Tribunal administratif de Poitiers, 19 septembre 2012, N°1002686

Une collectivité ayant confié une mission de maîtrise d’œuvre à la DDE pour la construction d’une station d’épuration peut-elle se retourner contre l’Etat si elle constate une stagnation des eaux usées rendant l’ouvrage impropre à sa destination ?

 [1]


Oui au titre de la garantie décennale, dès lors que les désordres, non apparents lors de la réception de l’ouvrage, sont imputables à plusieurs erreurs ou omissions dans le cahier des charges techniques de la station, fourni par la DDE, maître d’œuvre. La présence d’effluents stagnant à la surface des filtres et causant des débordements est bien de nature à rendre la station d’épuration impropre à sa destination, justifiant ainsi la mise en jeu de la garantie décennale. L’Etat est condamné à verser plus de 120 000 euros HT à une communauté de communes pour la dédommager des frais qu’elle a dû engager pour remédier aux désordres.

Un peu plus d’un an après avoir réceptionné sans réserves les travaux de construction d’une station d’épuration par filtres à sable sur tertre, une communauté de communes [2] constate une stagnation d’eaux usées sur l’un des filtres.

■ DONNÉES SOURCES:
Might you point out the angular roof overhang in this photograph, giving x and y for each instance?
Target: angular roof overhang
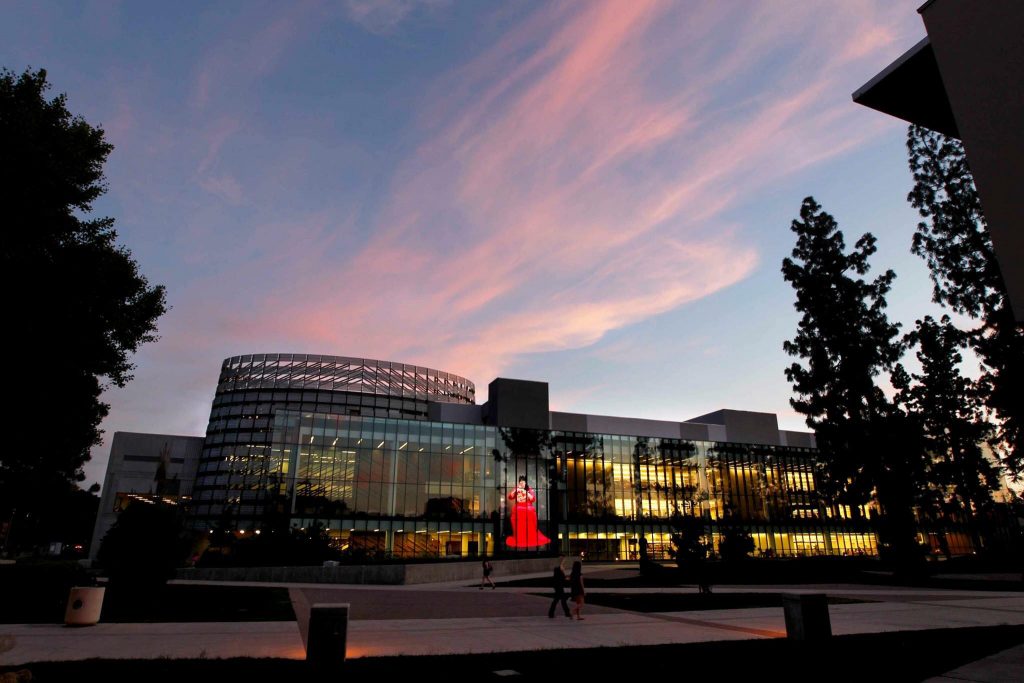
(911, 89)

■ TÂCHES ET EXERCICES:
- a) D'après le texte sur la station d'épuration, quelle somme l'État est-il condamné à verser à la communauté de communes ?
- b) Poursuivez le texte sur la station d'épuration après sa dernière phrase.
Les lignes n'entrent pas en jeu ici.

■ LES RÉPONSES:
- a) Plus de 120 000 euros HT.

- b)
L’expert désigné par le juge des référés constate que les compartiments du lit de la station sont recouverts d’effluents stagnant à la surface des filtres causant des débordements comme l’atteste notamment la présence d’eau stagnante dans le fossé qui ceinture la station.

La communauté de communes actionne la garantie décennale et demande à l’Etat de l’indemniser, la DDE ayant assuré la mission de maîtrise d’œuvre. Le tribunal administratif de Poitiers lui donne raison.

Les désordres constatés sont en effet "principalement imputables à plusieurs erreurs ou omissions dans le cahier des charges techniques de la station, fourni par le maître d’œuvre concernant le mode d’alimentation de la station d’épuration, par pompage et non gravitaire, et le débit de pointe".

Rendant l’ouvrage impropre à sa destination, ces désordres sont bien de nature à engager la responsabilité décennale du constructeur sur le fondement des principes dont s’inspirent les articles 1792 et 2270 du code civil. En effet cette garantie :


 s’applique aux "désordres qui, n’étant pas apparents au moment de la réception, sont de nature à rendre l’ouvrage impropre à sa destination ou affectent la solidité de ce dernier" ;


 "est due par les constructeurs, en l’absence même de faute imputable à ces derniers, dès lors que les désordres peuvent être regardés comme leur étant imputables au titre des missions qui leur ont été confiées par le maître de l’ouvrage dans le cadre de l’exécution des travaux litigieux".

L’Etat est en conséquence condamné à verser plus de 120 000 euros à la communauté de communes en dédommagement des sommes qu’elle a dû engager pour remédier aux désordres [3] et procéder aux études supplémentaires.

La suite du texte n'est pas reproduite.